# Supplied passage:
begin
The German Trio Does It Again!
One of the biggest and most promising names in fuzz, retro-rockers Kadavar, from Berlin, Germany, have raised the bar when it comes to album releases. With a perfect winning streak marked by three amazing efforts, the power trio established a characteristic sound we now can recognize by a single guitar strum. But, with their fourth release, “Rough Times”, Lupus, Tiger and Dragon stepped outside of their comfort zones and experimented like never before.
How is the sound ?
This collection of 10 songs starts off heavy. Heavier than they’ve ever been. The opening track, “Rough Times“, begins with a punch in the teeth marked by Dragon’s aggressive distorted bass riff, complemented by some of Tiger’s heaviest drumming since their debut. The uptempo urgency of the verses makes way for one of the album’s greatest moments by the end of the track, with Lupus’s psychedelic vocals accompanied by a simple but powerful riff that blends right into the next song – “Into The Wormhole” – a slow, bluesy and doomy piece with a simple riff marked by the loudest bass you’ll hear all day. And then it’s the album’s highest moment: “Skeleton Blues“, a perfectly balanced song that takes all we love about Kadavar and boosts it up a notch. The heavy verses and spacy chorus show us the diversity this band is capable of as you’re quickly taken from a mood to another in an organic and natural way. There’s so much to love about “Skeleton Blues“, you’ll find something new with every listen.
end
# Data rows:
begin
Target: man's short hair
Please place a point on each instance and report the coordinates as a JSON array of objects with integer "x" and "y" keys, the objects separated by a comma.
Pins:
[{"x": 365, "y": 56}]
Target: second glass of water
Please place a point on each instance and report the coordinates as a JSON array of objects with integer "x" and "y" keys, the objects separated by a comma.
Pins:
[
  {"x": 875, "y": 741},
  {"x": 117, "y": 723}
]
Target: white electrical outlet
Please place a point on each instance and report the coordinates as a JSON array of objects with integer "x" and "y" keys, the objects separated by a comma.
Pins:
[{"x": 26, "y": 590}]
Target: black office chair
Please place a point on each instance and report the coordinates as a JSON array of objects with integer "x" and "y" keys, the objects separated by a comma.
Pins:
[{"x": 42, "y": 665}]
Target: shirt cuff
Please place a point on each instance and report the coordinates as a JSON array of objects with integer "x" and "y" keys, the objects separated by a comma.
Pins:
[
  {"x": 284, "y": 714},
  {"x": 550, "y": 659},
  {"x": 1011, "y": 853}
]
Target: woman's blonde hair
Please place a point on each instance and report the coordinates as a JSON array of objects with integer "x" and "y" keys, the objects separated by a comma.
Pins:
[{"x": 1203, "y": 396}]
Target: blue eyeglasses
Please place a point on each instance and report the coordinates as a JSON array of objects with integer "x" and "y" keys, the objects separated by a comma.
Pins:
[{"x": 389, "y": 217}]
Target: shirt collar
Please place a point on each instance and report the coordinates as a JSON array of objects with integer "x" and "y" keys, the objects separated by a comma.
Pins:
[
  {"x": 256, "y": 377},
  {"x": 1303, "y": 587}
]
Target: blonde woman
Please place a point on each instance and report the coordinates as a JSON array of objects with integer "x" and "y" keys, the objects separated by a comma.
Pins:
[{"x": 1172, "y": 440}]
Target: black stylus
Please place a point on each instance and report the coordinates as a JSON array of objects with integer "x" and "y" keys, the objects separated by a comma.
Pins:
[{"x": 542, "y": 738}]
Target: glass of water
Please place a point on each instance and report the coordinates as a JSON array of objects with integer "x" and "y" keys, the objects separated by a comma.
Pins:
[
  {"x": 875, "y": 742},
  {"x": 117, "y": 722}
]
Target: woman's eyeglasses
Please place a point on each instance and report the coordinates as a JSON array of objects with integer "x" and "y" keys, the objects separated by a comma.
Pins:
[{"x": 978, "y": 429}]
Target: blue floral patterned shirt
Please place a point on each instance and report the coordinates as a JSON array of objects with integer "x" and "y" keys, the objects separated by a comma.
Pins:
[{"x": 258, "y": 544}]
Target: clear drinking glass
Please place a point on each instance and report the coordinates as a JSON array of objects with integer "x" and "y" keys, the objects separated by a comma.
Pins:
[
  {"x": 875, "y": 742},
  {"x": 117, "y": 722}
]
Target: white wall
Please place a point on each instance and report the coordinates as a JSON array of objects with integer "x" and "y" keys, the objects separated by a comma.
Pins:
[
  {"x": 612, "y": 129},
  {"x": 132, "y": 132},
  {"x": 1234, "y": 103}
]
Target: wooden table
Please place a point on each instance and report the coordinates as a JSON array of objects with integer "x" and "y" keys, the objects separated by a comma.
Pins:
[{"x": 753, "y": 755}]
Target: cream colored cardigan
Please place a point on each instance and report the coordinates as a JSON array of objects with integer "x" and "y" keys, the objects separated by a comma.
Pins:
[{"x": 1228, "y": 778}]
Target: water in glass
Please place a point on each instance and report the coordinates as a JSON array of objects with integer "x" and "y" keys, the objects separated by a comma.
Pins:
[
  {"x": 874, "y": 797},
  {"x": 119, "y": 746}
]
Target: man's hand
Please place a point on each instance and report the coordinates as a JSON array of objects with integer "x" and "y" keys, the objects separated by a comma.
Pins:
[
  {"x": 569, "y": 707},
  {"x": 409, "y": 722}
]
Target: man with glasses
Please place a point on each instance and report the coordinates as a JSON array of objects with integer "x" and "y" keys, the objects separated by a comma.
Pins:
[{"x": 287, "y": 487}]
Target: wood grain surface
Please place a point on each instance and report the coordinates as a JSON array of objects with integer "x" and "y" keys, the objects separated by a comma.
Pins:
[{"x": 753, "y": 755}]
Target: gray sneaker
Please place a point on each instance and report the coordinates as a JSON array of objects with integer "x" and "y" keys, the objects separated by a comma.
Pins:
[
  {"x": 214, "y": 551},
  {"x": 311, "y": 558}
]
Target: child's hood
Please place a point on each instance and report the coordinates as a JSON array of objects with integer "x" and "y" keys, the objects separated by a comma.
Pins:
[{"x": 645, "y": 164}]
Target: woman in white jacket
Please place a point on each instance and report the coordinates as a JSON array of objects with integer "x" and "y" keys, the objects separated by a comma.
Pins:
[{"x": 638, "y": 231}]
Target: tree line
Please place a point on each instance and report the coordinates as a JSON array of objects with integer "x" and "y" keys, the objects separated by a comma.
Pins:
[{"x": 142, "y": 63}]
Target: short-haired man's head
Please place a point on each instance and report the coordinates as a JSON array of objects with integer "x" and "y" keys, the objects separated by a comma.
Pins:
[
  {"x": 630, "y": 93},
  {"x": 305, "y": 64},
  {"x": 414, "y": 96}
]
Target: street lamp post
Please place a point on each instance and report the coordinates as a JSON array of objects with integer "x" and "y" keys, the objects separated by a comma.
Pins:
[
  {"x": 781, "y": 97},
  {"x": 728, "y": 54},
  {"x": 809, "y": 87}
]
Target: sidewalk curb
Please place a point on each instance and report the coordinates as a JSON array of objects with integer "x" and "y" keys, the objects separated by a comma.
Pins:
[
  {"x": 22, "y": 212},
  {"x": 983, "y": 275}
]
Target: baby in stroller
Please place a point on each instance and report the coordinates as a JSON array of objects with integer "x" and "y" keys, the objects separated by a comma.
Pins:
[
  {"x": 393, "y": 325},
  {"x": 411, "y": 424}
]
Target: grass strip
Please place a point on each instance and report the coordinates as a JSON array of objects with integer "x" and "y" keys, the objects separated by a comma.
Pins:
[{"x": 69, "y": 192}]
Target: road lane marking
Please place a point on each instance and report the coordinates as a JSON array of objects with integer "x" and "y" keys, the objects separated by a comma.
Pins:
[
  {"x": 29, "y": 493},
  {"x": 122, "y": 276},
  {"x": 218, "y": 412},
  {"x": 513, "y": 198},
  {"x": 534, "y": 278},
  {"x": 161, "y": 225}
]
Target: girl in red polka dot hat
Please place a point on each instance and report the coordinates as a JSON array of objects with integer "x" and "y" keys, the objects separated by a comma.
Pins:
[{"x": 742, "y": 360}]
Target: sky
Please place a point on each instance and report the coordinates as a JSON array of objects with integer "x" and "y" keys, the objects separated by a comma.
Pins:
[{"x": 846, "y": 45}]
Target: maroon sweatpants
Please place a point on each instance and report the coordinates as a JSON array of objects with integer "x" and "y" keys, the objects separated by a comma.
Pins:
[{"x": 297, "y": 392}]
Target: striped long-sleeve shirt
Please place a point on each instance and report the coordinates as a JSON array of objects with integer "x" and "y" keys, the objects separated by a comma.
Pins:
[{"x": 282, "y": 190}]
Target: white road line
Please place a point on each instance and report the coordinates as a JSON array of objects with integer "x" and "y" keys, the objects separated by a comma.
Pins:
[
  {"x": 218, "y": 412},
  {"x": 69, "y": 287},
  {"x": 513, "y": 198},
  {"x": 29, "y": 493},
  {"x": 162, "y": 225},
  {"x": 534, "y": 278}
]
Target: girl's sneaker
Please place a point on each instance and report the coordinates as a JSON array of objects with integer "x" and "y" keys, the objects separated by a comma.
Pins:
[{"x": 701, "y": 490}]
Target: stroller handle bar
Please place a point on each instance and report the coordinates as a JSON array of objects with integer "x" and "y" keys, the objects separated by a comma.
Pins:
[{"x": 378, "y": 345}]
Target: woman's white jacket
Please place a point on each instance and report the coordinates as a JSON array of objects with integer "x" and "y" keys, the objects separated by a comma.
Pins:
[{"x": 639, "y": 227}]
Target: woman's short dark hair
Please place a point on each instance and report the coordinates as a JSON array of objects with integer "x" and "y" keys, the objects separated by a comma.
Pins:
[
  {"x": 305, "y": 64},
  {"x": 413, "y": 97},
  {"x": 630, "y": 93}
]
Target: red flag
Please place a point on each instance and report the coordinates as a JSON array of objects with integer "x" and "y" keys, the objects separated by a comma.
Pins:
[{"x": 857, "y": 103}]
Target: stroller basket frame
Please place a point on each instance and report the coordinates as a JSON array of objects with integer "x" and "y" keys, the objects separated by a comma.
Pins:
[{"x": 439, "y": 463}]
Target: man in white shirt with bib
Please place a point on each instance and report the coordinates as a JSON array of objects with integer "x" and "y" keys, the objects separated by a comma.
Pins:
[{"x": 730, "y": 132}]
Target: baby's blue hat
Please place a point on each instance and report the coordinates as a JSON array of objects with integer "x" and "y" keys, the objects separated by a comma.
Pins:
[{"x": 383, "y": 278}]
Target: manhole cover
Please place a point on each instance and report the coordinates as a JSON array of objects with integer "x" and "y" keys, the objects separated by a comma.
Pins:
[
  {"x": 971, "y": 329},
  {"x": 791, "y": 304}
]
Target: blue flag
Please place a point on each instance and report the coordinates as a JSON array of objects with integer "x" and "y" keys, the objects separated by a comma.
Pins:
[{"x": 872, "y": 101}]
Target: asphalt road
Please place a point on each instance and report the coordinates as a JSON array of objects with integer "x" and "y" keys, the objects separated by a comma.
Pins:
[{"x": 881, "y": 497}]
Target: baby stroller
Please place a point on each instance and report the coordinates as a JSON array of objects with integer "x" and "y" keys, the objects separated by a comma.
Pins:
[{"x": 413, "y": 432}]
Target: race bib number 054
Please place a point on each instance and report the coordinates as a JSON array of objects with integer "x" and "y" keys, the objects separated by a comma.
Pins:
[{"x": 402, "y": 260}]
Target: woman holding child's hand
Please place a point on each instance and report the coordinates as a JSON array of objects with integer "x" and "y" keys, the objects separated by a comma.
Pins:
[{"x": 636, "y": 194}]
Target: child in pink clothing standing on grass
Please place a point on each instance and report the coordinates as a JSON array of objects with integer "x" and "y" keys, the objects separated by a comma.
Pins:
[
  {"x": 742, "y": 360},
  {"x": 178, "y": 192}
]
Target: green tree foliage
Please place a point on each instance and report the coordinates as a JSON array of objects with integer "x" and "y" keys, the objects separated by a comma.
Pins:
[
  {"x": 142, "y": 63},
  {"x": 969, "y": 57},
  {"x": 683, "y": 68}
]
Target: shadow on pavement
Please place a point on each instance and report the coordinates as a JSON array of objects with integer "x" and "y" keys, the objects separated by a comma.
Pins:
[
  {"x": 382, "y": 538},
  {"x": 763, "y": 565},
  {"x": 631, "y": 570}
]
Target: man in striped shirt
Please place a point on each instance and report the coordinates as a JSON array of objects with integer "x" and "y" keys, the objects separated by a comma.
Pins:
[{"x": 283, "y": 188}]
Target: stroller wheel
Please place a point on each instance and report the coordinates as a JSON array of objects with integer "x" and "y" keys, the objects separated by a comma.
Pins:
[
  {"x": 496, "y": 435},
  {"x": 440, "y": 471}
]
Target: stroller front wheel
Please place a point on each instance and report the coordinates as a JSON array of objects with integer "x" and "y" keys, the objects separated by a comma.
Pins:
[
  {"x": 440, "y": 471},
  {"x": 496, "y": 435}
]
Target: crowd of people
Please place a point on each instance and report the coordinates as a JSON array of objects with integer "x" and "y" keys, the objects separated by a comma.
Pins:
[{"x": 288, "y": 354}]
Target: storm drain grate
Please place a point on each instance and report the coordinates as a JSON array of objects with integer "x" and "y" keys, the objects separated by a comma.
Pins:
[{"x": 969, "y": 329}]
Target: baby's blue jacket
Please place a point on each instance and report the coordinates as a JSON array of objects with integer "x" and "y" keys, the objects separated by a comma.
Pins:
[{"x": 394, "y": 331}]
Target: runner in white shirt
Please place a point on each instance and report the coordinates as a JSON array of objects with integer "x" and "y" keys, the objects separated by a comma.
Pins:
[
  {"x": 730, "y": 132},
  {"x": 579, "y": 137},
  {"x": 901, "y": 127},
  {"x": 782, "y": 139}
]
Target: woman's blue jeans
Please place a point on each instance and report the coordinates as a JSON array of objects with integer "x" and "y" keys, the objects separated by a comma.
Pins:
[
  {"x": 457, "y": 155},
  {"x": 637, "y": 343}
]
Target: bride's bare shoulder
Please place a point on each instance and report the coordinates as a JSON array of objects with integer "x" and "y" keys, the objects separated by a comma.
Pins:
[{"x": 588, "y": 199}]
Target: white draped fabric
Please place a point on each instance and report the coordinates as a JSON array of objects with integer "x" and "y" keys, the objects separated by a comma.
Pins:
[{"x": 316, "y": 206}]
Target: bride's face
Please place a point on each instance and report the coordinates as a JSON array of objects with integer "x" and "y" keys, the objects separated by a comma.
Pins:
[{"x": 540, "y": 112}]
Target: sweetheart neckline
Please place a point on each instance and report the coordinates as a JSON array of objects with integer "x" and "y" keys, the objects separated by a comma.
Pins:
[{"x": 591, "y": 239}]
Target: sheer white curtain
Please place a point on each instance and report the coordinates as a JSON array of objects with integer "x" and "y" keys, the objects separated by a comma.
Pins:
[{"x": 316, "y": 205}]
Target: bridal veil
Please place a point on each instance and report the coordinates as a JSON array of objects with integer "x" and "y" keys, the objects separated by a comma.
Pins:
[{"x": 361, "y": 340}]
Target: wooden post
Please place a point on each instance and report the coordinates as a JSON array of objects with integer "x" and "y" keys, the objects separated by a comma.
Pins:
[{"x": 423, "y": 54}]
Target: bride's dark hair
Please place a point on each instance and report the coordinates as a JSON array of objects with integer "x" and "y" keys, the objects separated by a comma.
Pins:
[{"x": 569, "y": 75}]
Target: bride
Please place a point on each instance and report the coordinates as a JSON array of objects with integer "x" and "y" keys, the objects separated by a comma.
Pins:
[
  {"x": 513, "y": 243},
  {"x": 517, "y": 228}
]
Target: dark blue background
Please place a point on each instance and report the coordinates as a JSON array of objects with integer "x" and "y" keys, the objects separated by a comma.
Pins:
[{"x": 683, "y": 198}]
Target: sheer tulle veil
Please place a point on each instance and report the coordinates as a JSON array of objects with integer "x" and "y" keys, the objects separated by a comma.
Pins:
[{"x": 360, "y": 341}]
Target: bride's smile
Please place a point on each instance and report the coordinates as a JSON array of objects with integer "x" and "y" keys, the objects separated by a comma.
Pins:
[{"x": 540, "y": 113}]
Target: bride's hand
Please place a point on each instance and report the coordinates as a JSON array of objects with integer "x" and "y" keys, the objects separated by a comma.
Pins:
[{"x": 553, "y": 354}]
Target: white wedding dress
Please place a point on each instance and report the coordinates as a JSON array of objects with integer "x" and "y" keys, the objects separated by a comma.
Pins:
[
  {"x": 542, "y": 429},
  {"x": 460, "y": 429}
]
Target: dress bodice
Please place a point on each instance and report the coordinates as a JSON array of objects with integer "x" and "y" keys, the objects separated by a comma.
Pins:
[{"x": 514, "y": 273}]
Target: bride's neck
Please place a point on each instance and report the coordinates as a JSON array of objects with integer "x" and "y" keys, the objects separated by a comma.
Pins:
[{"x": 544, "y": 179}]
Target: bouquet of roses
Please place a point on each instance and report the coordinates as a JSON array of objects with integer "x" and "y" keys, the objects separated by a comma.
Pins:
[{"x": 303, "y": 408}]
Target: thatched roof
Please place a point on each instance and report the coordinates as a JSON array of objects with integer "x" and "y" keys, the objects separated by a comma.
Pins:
end
# Brief:
Write out the Kadavar album review word for word, from start to finish. These entries were drawn from a separate source.

# Solution to the exercise:
The German Trio Does It Again!
One of the biggest and most promising names in fuzz, retro-rockers Kadavar, from Berlin, Germany, have raised the bar when it comes to album releases. With a perfect winning streak marked by three amazing efforts, the power trio established a characteristic sound we now can recognize by a single guitar strum. But, with their fourth release, “Rough Times”, Lupus, Tiger and Dragon stepped outside of their comfort zones and experimented like never before.
How is the sound ?
This collection of 10 songs starts off heavy. Heavier than they’ve ever been. The opening track, “Rough Times“, begins with a punch in the teeth marked by Dragon’s aggressive distorted bass riff, complemented by some of Tiger’s heaviest drumming since their debut. The uptempo urgency of the verses makes way for one of the album’s greatest moments by the end of the track, with Lupus’s psychedelic vocals accompanied by a simple but powerful riff that blends right into the next song – “Into The Wormhole” – a slow, bluesy and doomy piece with a simple riff marked by the loudest bass you’ll hear all day. And then it’s the album’s highest moment: “Skeleton Blues“, a perfectly balanced song that takes all we love about Kadavar and boosts it up a notch. The heavy verses and spacy chorus show us the diversity this band is capable of as you’re quickly taken from a mood to another in an organic and natural way. There’s so much to love about “Skeleton Blues“, you’ll find something new with every listen.